- [What is required] Reproduce word for word the stretch of the Ultraman blog post below that starts at "GHWP Live Tweet" and stops after "The Ultimate Hero.".

- [Document segment]

● ● ● ● ●

Sunday, October 11, 2015

GHWP Live Tweet Tuesday Oct. 13, 2015 - Salute to Ultraman

     Before there was Spectreman or Jet Jaguar, there was Ultraman. I have my doubts that anyone that has or hasn't read my past blogs doesn't already know who Ultraman is, and this little live tweet event is set up to pay a roasting and riffing tribute to the giant hero that started it all. This is also a little introductory journey into the post-Spectreman days of GHWP that are on the horizon. The GHWP Spectreman finale will live tweet on Friday, October 23, with the final three episodes of the series, and, following a Halloween encore of the alien vampire Kyudora episodes on October 30, Spectreman will bid farewell to the schedule to make way for Ulysses 31 and the obscure English-produced Ultra series Ultraman Towards The Future and Ultraman: The Ultimate Hero.

     When Godzilla designer Eiji Tsuburaya made the legendary decision to transition his giant monster effects from the big screen to the small screen and start Tsuburaya Productions, the impact on television history was widespread. I can't tell the story better than one of the top experts himself. For more information on the history and legacy of Tsuburaya, I would recommend picking up the book Eiji Tsuburaya: Master of Monsters by August Ragone. August is the authority I could have been if I had more confidence and less distraction from focus, but c'est la vie. The best I can do is show my own little style of appreciation for something that had a lasting effect on my life from early childhood.

● ● ● ● ●

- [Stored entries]
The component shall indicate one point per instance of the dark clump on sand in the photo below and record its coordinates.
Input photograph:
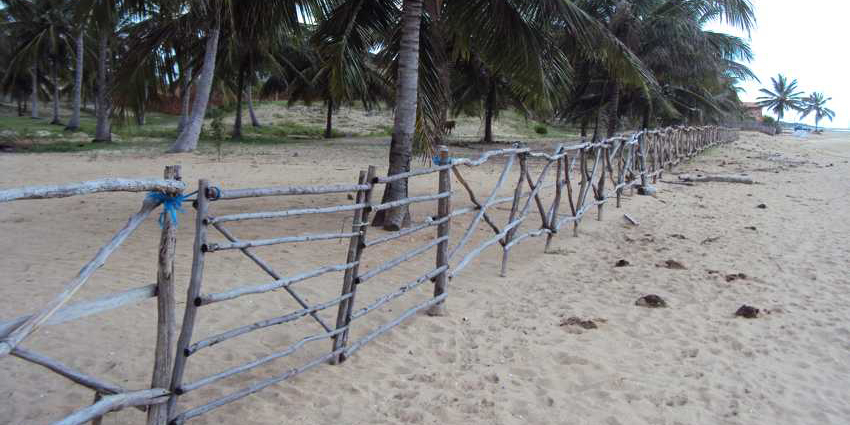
(747, 311)
(651, 301)
(576, 321)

● ● ● ● ●

- [Complete answer]
GHWP Live Tweet Tuesday Oct. 13, 2015 - Salute to Ultraman

     Before there was Spectreman or Jet Jaguar, there was Ultraman. I have my doubts that anyone that has or hasn't read my past blogs doesn't already know who Ultraman is, and this little live tweet event is set up to pay a roasting and riffing tribute to the giant hero that started it all. This is also a little introductory journey into the post-Spectreman days of GHWP that are on the horizon. The GHWP Spectreman finale will live tweet on Friday, October 23, with the final three episodes of the series, and, following a Halloween encore of the alien vampire Kyudora episodes on October 30, Spectreman will bid farewell to the schedule to make way for Ulysses 31 and the obscure English-produced Ultra series Ultraman Towards The Future and Ultraman: The Ultimate Hero.